# Saved data entries:

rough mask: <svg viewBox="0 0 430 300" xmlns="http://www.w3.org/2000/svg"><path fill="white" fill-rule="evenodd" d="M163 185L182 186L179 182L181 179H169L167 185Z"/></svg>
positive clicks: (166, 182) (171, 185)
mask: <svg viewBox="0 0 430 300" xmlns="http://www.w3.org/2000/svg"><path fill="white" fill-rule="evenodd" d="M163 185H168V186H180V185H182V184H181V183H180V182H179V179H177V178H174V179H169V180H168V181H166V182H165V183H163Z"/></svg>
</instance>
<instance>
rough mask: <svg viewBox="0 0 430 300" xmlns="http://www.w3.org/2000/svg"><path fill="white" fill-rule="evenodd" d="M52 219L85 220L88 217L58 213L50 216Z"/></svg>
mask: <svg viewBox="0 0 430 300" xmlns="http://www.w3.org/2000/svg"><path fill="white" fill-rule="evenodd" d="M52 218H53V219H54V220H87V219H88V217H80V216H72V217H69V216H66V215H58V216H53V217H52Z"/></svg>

# EXERCISE REQUIREMENTS:
Which lines above contain the string "rough"? Copy each one in full.

# SOLVED EXERCISE:
rough mask: <svg viewBox="0 0 430 300" xmlns="http://www.w3.org/2000/svg"><path fill="white" fill-rule="evenodd" d="M163 185L182 186L179 182L181 179H169L167 185Z"/></svg>
rough mask: <svg viewBox="0 0 430 300" xmlns="http://www.w3.org/2000/svg"><path fill="white" fill-rule="evenodd" d="M52 219L85 220L88 217L58 213L50 216Z"/></svg>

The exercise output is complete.